** ABOUT THIS TASK **
Lines containing the word "garment" are the ones to copy from the records below.

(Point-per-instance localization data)
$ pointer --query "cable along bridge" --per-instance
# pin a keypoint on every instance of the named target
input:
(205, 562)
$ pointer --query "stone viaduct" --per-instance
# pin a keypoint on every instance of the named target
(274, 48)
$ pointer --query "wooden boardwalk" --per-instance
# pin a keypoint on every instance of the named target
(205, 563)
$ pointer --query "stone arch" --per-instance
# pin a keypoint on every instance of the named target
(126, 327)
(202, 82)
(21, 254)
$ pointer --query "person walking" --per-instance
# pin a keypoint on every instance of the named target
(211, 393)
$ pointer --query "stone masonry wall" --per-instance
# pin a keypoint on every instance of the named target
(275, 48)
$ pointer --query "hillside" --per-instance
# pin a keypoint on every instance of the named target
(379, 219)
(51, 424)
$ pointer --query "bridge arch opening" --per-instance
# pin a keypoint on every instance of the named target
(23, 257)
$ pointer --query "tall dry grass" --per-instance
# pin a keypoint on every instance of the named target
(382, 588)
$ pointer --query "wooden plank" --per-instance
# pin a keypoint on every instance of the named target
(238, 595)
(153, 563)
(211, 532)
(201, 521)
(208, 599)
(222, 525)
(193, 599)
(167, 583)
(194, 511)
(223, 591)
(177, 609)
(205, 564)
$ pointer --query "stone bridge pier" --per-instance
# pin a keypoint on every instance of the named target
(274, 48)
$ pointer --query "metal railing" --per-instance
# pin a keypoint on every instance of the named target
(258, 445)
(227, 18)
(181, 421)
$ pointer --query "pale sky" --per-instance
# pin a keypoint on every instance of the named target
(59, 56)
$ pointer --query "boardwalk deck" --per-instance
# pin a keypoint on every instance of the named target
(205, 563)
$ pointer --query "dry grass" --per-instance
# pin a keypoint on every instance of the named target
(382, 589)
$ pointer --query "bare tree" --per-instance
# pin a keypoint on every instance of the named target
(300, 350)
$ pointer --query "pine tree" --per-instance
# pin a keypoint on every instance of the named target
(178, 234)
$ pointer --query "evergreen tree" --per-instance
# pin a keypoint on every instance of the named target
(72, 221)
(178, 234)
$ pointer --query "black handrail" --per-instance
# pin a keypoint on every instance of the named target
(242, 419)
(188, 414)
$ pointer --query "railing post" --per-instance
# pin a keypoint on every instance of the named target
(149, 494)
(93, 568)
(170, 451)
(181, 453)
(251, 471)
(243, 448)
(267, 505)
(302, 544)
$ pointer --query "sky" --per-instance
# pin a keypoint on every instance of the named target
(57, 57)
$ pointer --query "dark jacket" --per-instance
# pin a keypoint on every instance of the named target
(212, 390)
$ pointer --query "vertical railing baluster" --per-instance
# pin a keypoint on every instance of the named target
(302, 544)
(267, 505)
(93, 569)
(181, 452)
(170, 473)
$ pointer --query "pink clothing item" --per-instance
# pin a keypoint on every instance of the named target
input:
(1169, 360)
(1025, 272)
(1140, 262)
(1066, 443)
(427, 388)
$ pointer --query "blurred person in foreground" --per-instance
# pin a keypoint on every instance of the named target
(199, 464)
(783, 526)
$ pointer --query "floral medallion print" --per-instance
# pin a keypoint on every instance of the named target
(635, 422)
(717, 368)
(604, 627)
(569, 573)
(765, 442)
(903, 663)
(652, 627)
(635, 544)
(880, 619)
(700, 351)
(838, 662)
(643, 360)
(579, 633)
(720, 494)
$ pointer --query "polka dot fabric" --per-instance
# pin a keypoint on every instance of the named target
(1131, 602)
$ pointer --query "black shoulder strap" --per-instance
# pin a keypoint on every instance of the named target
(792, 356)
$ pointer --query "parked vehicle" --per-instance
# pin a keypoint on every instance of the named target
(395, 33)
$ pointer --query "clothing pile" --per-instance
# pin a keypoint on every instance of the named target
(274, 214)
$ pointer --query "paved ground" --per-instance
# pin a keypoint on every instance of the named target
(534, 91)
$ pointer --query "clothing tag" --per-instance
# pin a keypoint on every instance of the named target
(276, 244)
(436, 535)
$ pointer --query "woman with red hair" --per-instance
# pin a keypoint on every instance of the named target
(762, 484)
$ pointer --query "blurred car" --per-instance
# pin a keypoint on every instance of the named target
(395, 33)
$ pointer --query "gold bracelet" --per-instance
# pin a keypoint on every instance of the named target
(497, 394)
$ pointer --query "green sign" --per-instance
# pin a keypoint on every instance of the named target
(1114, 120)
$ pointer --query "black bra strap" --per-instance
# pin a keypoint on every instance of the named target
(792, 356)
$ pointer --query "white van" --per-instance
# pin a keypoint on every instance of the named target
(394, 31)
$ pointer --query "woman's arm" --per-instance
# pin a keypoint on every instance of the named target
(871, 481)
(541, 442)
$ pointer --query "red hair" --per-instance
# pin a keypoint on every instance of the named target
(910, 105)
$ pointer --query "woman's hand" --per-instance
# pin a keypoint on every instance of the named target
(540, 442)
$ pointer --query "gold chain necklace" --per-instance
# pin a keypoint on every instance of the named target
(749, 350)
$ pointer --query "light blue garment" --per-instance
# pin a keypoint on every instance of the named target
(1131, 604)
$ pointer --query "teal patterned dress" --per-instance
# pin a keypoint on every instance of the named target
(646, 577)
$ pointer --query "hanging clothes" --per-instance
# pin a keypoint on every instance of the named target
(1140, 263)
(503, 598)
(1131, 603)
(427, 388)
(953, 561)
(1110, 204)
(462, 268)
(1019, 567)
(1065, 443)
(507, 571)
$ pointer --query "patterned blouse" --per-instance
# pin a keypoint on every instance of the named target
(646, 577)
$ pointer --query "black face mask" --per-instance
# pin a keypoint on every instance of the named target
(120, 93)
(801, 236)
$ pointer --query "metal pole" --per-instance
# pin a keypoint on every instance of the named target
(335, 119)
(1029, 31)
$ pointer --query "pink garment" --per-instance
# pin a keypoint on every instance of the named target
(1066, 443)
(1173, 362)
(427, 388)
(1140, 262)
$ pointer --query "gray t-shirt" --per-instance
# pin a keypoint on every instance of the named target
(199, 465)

...

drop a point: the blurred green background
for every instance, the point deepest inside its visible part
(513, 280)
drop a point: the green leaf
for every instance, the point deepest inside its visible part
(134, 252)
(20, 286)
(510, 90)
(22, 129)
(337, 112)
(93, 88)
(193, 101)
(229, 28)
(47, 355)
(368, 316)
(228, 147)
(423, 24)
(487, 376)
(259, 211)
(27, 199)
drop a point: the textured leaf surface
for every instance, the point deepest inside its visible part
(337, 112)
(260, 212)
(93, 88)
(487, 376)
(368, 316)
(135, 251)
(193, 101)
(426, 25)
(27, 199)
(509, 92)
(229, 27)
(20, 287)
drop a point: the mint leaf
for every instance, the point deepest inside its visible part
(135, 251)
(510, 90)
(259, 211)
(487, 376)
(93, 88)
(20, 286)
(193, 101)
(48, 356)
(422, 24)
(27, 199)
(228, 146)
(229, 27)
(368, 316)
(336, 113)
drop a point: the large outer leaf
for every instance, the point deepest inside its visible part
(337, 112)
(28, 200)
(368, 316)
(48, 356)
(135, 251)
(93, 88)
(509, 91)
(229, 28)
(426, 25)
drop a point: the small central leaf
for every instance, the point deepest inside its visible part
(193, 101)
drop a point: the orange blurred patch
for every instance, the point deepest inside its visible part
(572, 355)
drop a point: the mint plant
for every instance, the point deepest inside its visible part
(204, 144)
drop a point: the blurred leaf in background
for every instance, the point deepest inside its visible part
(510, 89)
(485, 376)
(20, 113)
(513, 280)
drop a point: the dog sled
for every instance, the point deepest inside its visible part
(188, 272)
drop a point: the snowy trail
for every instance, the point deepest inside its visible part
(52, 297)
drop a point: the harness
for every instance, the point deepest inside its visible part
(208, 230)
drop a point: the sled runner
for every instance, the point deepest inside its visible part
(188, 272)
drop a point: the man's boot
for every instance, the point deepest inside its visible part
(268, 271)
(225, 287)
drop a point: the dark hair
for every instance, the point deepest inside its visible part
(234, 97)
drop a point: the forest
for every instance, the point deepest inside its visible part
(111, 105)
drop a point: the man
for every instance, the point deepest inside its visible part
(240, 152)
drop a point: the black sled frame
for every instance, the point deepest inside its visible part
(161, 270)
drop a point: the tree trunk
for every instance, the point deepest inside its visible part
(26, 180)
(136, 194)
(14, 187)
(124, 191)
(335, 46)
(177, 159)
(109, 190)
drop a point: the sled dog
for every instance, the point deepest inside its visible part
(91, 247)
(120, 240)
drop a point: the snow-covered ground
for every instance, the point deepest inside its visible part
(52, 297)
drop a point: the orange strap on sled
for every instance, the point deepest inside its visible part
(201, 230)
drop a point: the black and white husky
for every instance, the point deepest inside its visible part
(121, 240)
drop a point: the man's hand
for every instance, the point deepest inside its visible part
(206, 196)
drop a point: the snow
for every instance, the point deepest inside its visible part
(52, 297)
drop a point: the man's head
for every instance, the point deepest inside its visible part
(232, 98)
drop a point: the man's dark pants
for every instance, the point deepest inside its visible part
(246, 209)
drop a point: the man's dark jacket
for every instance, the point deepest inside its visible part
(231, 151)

** FINISHED EXERCISE **
$ pointer --query "light blue garment" --per-instance
$ pointer --query "pink garment" --per-instance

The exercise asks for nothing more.